Listing —
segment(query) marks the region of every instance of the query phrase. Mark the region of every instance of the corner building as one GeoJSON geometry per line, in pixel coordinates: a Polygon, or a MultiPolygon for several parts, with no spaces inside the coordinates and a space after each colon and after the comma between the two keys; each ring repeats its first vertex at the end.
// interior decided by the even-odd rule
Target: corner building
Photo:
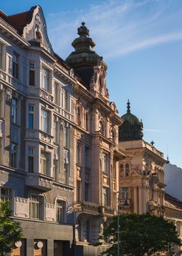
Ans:
{"type": "Polygon", "coordinates": [[[124,124],[119,127],[119,144],[127,157],[119,165],[120,210],[164,216],[164,165],[167,162],[163,153],[154,146],[153,141],[143,140],[142,121],[131,113],[129,101],[127,113],[122,118],[124,124]]]}
{"type": "Polygon", "coordinates": [[[0,198],[23,233],[12,256],[98,255],[116,211],[123,120],[84,23],[78,34],[64,61],[39,6],[0,12],[0,198]]]}
{"type": "Polygon", "coordinates": [[[10,200],[23,233],[12,255],[68,255],[75,80],[39,6],[0,12],[0,198],[10,200]]]}
{"type": "Polygon", "coordinates": [[[72,42],[75,50],[66,63],[77,75],[74,87],[74,211],[78,255],[98,255],[104,246],[103,225],[116,212],[118,162],[125,157],[119,150],[118,127],[122,119],[106,87],[107,65],[94,50],[84,23],[72,42]],[[89,245],[89,246],[88,246],[89,245]]]}

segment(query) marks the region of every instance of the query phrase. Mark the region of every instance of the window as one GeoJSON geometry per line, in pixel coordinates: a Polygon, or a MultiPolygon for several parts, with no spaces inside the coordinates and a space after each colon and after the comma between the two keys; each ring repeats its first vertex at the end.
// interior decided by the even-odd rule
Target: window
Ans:
{"type": "Polygon", "coordinates": [[[56,219],[58,222],[64,222],[65,209],[66,202],[58,200],[56,203],[56,219]]]}
{"type": "Polygon", "coordinates": [[[111,140],[114,140],[114,132],[112,129],[111,130],[110,138],[111,140]]]}
{"type": "Polygon", "coordinates": [[[34,128],[34,106],[29,105],[29,113],[28,113],[28,128],[34,128]]]}
{"type": "Polygon", "coordinates": [[[14,53],[12,57],[12,76],[18,79],[19,77],[19,55],[14,53]]]}
{"type": "Polygon", "coordinates": [[[45,69],[41,70],[41,88],[49,91],[49,71],[45,69]]]}
{"type": "Polygon", "coordinates": [[[124,165],[123,164],[119,165],[119,176],[124,176],[124,165]]]}
{"type": "Polygon", "coordinates": [[[48,133],[48,112],[41,110],[41,129],[42,132],[48,133]]]}
{"type": "Polygon", "coordinates": [[[81,110],[79,107],[77,108],[77,124],[79,126],[82,125],[81,110]]]}
{"type": "Polygon", "coordinates": [[[17,167],[17,146],[12,143],[11,145],[11,166],[14,168],[17,167]]]}
{"type": "Polygon", "coordinates": [[[58,143],[59,142],[59,136],[58,136],[58,124],[57,121],[54,121],[53,123],[53,136],[54,136],[54,142],[58,143]]]}
{"type": "Polygon", "coordinates": [[[17,123],[17,100],[14,98],[12,100],[12,121],[17,123]]]}
{"type": "Polygon", "coordinates": [[[127,163],[125,165],[125,174],[126,176],[129,176],[130,175],[130,165],[127,163]]]}
{"type": "Polygon", "coordinates": [[[105,173],[108,173],[108,154],[103,152],[102,157],[102,170],[105,173]]]}
{"type": "Polygon", "coordinates": [[[0,200],[7,201],[12,200],[12,189],[7,189],[6,187],[0,188],[0,200]]]}
{"type": "Polygon", "coordinates": [[[31,195],[30,198],[30,217],[39,219],[39,197],[36,195],[31,195]]]}
{"type": "Polygon", "coordinates": [[[29,85],[35,86],[35,63],[33,62],[29,64],[29,85]]]}
{"type": "Polygon", "coordinates": [[[76,181],[76,200],[81,201],[81,181],[76,181]]]}
{"type": "Polygon", "coordinates": [[[108,205],[108,189],[107,187],[103,188],[103,204],[104,206],[108,205]]]}
{"type": "Polygon", "coordinates": [[[3,67],[3,46],[0,45],[0,69],[3,67]]]}
{"type": "Polygon", "coordinates": [[[89,147],[85,146],[84,148],[84,167],[89,167],[89,147]]]}
{"type": "Polygon", "coordinates": [[[84,200],[85,201],[89,200],[89,184],[84,184],[84,200]]]}
{"type": "Polygon", "coordinates": [[[70,129],[69,127],[64,126],[63,128],[63,145],[66,148],[69,148],[69,137],[70,137],[70,129]]]}
{"type": "Polygon", "coordinates": [[[86,115],[85,115],[85,129],[87,129],[87,131],[89,130],[89,114],[88,114],[88,113],[86,113],[86,115]]]}
{"type": "Polygon", "coordinates": [[[42,174],[49,175],[49,158],[50,153],[41,152],[41,173],[42,174]]]}
{"type": "Polygon", "coordinates": [[[28,173],[34,172],[34,148],[28,148],[28,173]]]}
{"type": "Polygon", "coordinates": [[[69,111],[69,93],[65,90],[65,110],[69,111]]]}
{"type": "Polygon", "coordinates": [[[100,132],[103,134],[103,122],[101,121],[100,121],[98,123],[98,129],[99,129],[100,132]]]}
{"type": "Polygon", "coordinates": [[[81,143],[77,142],[76,146],[76,162],[77,164],[81,164],[81,143]]]}
{"type": "Polygon", "coordinates": [[[120,198],[122,200],[127,200],[129,198],[128,187],[121,187],[121,189],[120,189],[120,198]]]}
{"type": "Polygon", "coordinates": [[[60,105],[60,90],[58,84],[54,86],[54,102],[57,105],[60,105]]]}

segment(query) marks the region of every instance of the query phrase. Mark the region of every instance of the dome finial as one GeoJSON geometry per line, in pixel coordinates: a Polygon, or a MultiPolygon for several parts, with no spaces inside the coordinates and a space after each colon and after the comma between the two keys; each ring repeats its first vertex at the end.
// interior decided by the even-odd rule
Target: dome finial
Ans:
{"type": "Polygon", "coordinates": [[[130,100],[128,99],[127,101],[127,113],[130,113],[130,100]]]}
{"type": "Polygon", "coordinates": [[[89,37],[90,34],[89,34],[89,30],[87,28],[85,25],[85,22],[82,21],[82,26],[78,28],[78,34],[80,36],[80,37],[89,37]]]}

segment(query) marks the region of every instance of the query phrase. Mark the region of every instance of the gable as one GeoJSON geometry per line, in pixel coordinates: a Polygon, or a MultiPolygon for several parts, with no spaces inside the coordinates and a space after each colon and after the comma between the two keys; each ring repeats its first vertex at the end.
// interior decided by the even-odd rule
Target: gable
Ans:
{"type": "Polygon", "coordinates": [[[31,42],[33,45],[40,45],[53,54],[47,35],[46,21],[41,7],[36,6],[33,9],[30,23],[23,28],[23,37],[26,41],[31,42]]]}

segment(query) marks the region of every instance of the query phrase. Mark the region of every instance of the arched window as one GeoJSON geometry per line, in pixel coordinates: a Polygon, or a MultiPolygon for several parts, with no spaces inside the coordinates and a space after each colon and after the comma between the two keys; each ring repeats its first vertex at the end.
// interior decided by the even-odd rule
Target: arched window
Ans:
{"type": "Polygon", "coordinates": [[[110,138],[113,141],[114,140],[114,132],[113,129],[111,129],[111,133],[110,133],[110,138]]]}
{"type": "Polygon", "coordinates": [[[79,241],[82,241],[82,222],[80,219],[78,222],[78,238],[79,241]]]}
{"type": "Polygon", "coordinates": [[[130,165],[128,163],[125,165],[125,174],[126,176],[129,176],[130,175],[130,165]]]}
{"type": "Polygon", "coordinates": [[[101,132],[103,135],[103,124],[101,121],[100,121],[98,123],[98,129],[99,129],[99,132],[101,132]]]}
{"type": "Polygon", "coordinates": [[[37,42],[41,42],[41,33],[38,31],[36,31],[36,40],[37,42]]]}
{"type": "Polygon", "coordinates": [[[87,112],[85,115],[85,129],[89,130],[89,113],[87,112]]]}
{"type": "Polygon", "coordinates": [[[81,110],[80,107],[77,108],[77,124],[78,125],[82,125],[82,118],[81,118],[81,110]]]}
{"type": "Polygon", "coordinates": [[[86,237],[87,242],[90,241],[90,223],[89,221],[86,223],[86,237]]]}
{"type": "Polygon", "coordinates": [[[124,176],[124,165],[123,164],[119,165],[119,176],[124,176]]]}

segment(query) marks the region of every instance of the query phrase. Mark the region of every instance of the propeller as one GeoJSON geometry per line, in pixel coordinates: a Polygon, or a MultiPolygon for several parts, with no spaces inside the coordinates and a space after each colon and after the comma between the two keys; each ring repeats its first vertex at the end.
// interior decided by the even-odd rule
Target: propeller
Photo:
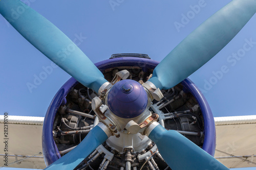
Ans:
{"type": "MultiPolygon", "coordinates": [[[[223,48],[256,12],[256,0],[233,0],[204,22],[156,67],[149,81],[169,89],[223,48]]],[[[0,13],[33,45],[85,86],[96,92],[107,82],[86,55],[49,21],[19,0],[1,0],[0,13]],[[18,15],[14,9],[22,9],[18,15]]],[[[124,90],[127,90],[125,87],[124,90]]],[[[47,168],[73,169],[111,135],[94,128],[74,150],[47,168]]],[[[153,124],[151,125],[154,125],[153,124]]],[[[150,127],[151,125],[150,125],[150,127]]],[[[148,137],[173,169],[227,169],[178,132],[156,126],[148,137]]]]}
{"type": "Polygon", "coordinates": [[[229,169],[210,155],[183,135],[167,130],[158,123],[148,137],[157,145],[158,151],[173,170],[229,169]]]}
{"type": "Polygon", "coordinates": [[[84,86],[98,92],[107,82],[72,41],[21,1],[1,0],[0,13],[31,44],[84,86]]]}
{"type": "Polygon", "coordinates": [[[100,123],[90,131],[77,147],[45,169],[73,169],[97,147],[104,142],[111,134],[108,128],[100,123]],[[108,131],[105,130],[104,126],[107,128],[108,131]]]}
{"type": "Polygon", "coordinates": [[[221,50],[256,12],[256,1],[233,0],[181,41],[155,68],[148,81],[169,89],[221,50]]]}

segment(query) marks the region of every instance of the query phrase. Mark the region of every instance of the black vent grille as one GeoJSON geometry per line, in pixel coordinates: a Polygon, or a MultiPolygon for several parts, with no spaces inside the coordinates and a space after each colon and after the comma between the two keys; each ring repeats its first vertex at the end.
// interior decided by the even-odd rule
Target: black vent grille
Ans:
{"type": "Polygon", "coordinates": [[[151,59],[150,57],[147,54],[136,54],[136,53],[120,53],[120,54],[115,54],[111,55],[111,57],[110,59],[112,58],[117,58],[120,57],[140,57],[140,58],[145,58],[148,59],[151,59]]]}

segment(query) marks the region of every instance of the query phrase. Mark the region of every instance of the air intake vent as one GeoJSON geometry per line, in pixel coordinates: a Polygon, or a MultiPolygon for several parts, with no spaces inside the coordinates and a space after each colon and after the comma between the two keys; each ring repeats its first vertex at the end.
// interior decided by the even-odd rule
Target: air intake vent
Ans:
{"type": "Polygon", "coordinates": [[[136,54],[136,53],[120,53],[120,54],[115,54],[111,55],[111,57],[110,59],[120,58],[120,57],[140,57],[145,58],[148,59],[151,59],[150,57],[147,54],[136,54]]]}

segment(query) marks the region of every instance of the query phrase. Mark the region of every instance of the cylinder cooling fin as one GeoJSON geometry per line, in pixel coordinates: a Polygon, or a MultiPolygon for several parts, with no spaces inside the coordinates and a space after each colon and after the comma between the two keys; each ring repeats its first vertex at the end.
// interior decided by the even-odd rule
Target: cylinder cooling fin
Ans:
{"type": "MultiPolygon", "coordinates": [[[[112,61],[107,60],[96,64],[109,82],[116,72],[126,69],[130,73],[127,79],[141,83],[145,82],[157,64],[154,60],[139,58],[135,60],[134,58],[126,58],[127,62],[122,64],[118,63],[117,60],[113,61],[117,59],[123,60],[112,59],[109,60],[112,61]]],[[[165,129],[177,131],[210,154],[213,154],[212,151],[214,149],[212,148],[214,148],[215,138],[215,136],[211,136],[214,140],[211,143],[207,141],[209,139],[207,131],[213,130],[212,127],[205,126],[205,117],[208,116],[209,114],[209,117],[212,115],[208,108],[206,110],[209,110],[210,113],[204,113],[205,109],[201,108],[202,104],[197,99],[198,98],[194,96],[195,92],[190,91],[188,87],[189,82],[190,80],[185,80],[185,82],[170,89],[162,90],[163,98],[160,101],[154,100],[149,105],[148,110],[152,113],[159,115],[159,123],[165,129]]],[[[52,138],[53,144],[56,146],[55,157],[59,155],[59,157],[71,151],[98,123],[98,118],[92,110],[91,104],[92,99],[97,96],[95,91],[77,82],[67,88],[66,94],[52,116],[54,120],[52,136],[50,138],[52,138]]],[[[47,133],[44,134],[46,135],[47,133]]],[[[54,161],[54,159],[50,159],[49,164],[54,161]]],[[[88,157],[85,158],[75,169],[124,168],[170,169],[162,158],[156,145],[147,137],[140,133],[121,133],[119,138],[115,136],[110,137],[88,157]]]]}

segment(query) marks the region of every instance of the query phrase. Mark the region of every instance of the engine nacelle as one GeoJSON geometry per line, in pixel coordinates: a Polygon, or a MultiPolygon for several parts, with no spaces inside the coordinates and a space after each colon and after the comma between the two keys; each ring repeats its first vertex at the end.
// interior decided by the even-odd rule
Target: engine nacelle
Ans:
{"type": "MultiPolygon", "coordinates": [[[[101,61],[95,65],[109,82],[118,71],[127,69],[130,72],[128,79],[141,83],[148,79],[158,63],[145,58],[121,57],[101,61]]],[[[129,87],[124,87],[124,90],[128,90],[126,88],[129,87]]],[[[170,89],[162,90],[162,92],[164,98],[161,100],[154,100],[148,105],[150,111],[159,115],[159,123],[167,129],[177,130],[214,156],[216,147],[214,119],[209,105],[198,88],[191,80],[186,79],[170,89]]],[[[96,96],[95,92],[73,78],[57,92],[44,122],[42,143],[48,165],[75,147],[98,124],[98,119],[91,107],[92,99],[96,96]]],[[[113,109],[114,106],[111,107],[113,109]]],[[[156,145],[145,136],[126,134],[125,131],[120,134],[118,139],[112,136],[89,158],[84,158],[88,162],[91,162],[91,167],[98,168],[99,166],[105,165],[103,160],[108,156],[108,165],[111,164],[112,167],[108,167],[108,169],[120,169],[124,167],[131,155],[133,159],[129,161],[133,163],[131,166],[140,168],[152,154],[151,152],[157,151],[156,145]],[[132,144],[127,145],[125,141],[129,140],[131,142],[127,143],[132,144]],[[98,154],[97,158],[96,153],[98,154]],[[92,158],[95,158],[93,162],[92,158]]],[[[160,169],[166,167],[160,153],[156,154],[153,158],[153,161],[158,165],[160,169]]],[[[81,163],[79,166],[85,165],[81,163]]]]}

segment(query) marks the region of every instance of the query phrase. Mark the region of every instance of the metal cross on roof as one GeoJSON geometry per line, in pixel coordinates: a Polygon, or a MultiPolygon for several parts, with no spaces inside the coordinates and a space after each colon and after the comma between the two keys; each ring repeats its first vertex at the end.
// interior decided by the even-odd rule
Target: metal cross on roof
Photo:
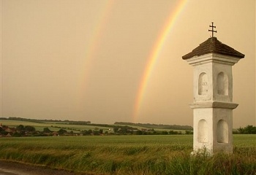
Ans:
{"type": "Polygon", "coordinates": [[[216,28],[216,26],[214,26],[214,22],[211,22],[211,26],[209,26],[211,27],[211,30],[208,30],[208,31],[211,31],[211,37],[214,37],[214,33],[217,33],[217,31],[214,31],[214,28],[216,28]]]}

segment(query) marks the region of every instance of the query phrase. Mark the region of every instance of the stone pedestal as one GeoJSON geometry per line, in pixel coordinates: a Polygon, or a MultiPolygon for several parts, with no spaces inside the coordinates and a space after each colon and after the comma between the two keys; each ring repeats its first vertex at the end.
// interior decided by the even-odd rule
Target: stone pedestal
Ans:
{"type": "Polygon", "coordinates": [[[194,67],[194,153],[233,152],[232,66],[244,57],[217,38],[183,57],[194,67]]]}

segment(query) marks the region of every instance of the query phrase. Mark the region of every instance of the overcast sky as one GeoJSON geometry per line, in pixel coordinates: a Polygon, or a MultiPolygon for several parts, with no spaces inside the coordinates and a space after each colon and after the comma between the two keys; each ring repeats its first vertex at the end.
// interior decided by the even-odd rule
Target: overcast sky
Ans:
{"type": "Polygon", "coordinates": [[[233,66],[233,127],[255,125],[255,0],[1,0],[1,114],[192,125],[192,67],[211,36],[233,66]]]}

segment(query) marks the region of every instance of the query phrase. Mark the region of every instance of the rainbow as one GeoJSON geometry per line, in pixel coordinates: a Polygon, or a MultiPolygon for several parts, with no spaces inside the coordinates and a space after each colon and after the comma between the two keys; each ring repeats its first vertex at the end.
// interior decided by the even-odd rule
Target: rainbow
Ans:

Problem to work on — Rewrite the entries from the line that has "of the rainbow" through the end, changing "even-odd" to "nonzero" and leaving everything else as it is.

Output below —
segment(query) marks the region of every instance of the query phrase. Mark the region of every instance of the rainbow as one GeoJSON geometry per line, in pixel coordinates: a Polygon, or a MultiPolygon for several parts, with no spaces inside the coordinates and a space after each colon and after the comma between the two keys; each ring repeats its first vertex at the end.
// interior decided by the nonzero rule
Target: rainbow
Ans:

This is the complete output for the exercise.